PROVIDED DATA:
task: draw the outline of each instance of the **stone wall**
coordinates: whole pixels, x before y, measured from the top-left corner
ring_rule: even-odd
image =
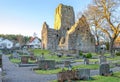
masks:
[[[75,23],[73,7],[60,4],[55,11],[54,29],[60,30],[60,35],[66,36],[67,30]]]
[[[54,29],[44,23],[41,35],[42,46],[45,49],[95,51],[95,39],[85,16],[75,23],[71,6],[60,4],[55,11]]]

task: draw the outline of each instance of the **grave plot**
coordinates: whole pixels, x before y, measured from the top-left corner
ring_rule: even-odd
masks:
[[[2,54],[0,54],[0,68],[2,68]]]
[[[112,75],[112,71],[110,71],[109,64],[101,64],[99,67],[99,74],[102,76]]]
[[[57,74],[58,82],[90,80],[90,69],[67,70]]]
[[[38,69],[42,70],[55,69],[55,60],[39,60]]]
[[[103,64],[103,63],[106,63],[106,62],[107,62],[106,56],[99,56],[99,63],[100,64]]]

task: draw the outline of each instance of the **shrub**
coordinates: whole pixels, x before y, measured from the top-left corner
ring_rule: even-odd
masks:
[[[92,58],[92,54],[91,53],[86,54],[86,58]]]
[[[120,52],[117,52],[115,55],[116,55],[116,56],[120,56]]]

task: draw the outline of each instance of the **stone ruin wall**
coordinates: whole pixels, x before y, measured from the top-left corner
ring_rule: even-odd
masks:
[[[54,29],[60,31],[60,36],[65,37],[67,30],[75,23],[73,7],[60,4],[55,11]]]
[[[45,25],[43,25],[43,28]],[[43,31],[45,33],[43,33]],[[49,50],[94,51],[94,36],[84,16],[75,23],[73,7],[60,4],[56,8],[54,29],[42,30],[42,42]],[[79,47],[78,47],[79,45]]]

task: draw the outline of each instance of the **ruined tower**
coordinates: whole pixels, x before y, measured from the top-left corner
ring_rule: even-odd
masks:
[[[59,4],[55,10],[54,29],[60,31],[60,36],[65,37],[66,32],[75,23],[73,7]]]
[[[84,52],[95,50],[95,39],[85,16],[75,23],[74,10],[71,6],[60,4],[55,10],[54,29],[44,23],[41,35],[43,49]]]

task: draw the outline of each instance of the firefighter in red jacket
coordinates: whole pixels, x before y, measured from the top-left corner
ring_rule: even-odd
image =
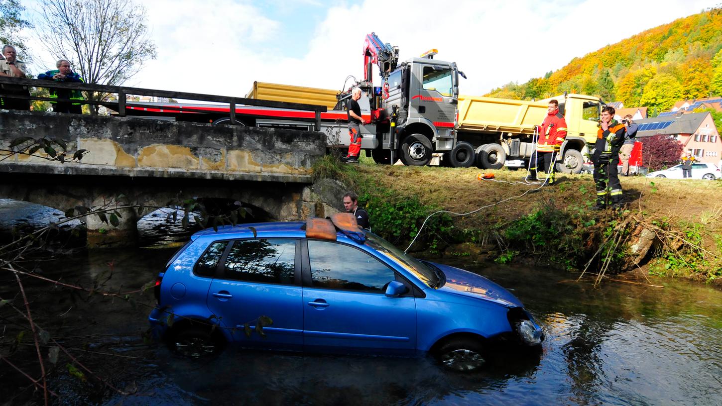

GIVEN INSTRUCTION: Format the records as a JSON list of strings, one string per line and blank lines omitted, starting with the line that contains "task: draw the outline of each instance of the **stone ruin" and going on through the end of the records. Leave the pictures out of the answer.

CORRECT ANSWER:
[
  "task: draw the outline of each instance of the **stone ruin wall**",
  "coordinates: whole pixels, x before y, measured from the top-left corner",
  "ring_rule: even-odd",
  "masks:",
  "[[[54,29],[60,31],[60,36],[65,37],[67,30],[75,23],[73,7],[60,4],[55,11]]]",
  "[[[45,25],[43,25],[43,28]],[[43,31],[45,33],[43,33]],[[49,50],[94,51],[94,36],[84,16],[75,23],[73,7],[60,4],[56,8],[54,29],[42,30],[42,42]],[[79,47],[78,47],[79,45]]]",
  "task: draw the outline of each instance of the **ruined tower**",
  "coordinates: whole pixels, x before y, measured from the top-left corner",
  "ring_rule: even-odd",
  "masks:",
  "[[[59,4],[55,10],[54,29],[60,31],[60,36],[65,37],[66,32],[75,23],[73,7]]]",
  "[[[84,52],[95,50],[95,39],[85,16],[75,23],[74,10],[71,6],[60,4],[55,10],[54,29],[44,23],[41,35],[43,49]]]",
  "task: draw the outline of each instance of the firefighter in red jacket",
  "coordinates: whole pixels, x before y, measured from the top-left corner",
  "ring_rule: even-odd",
  "image ="
]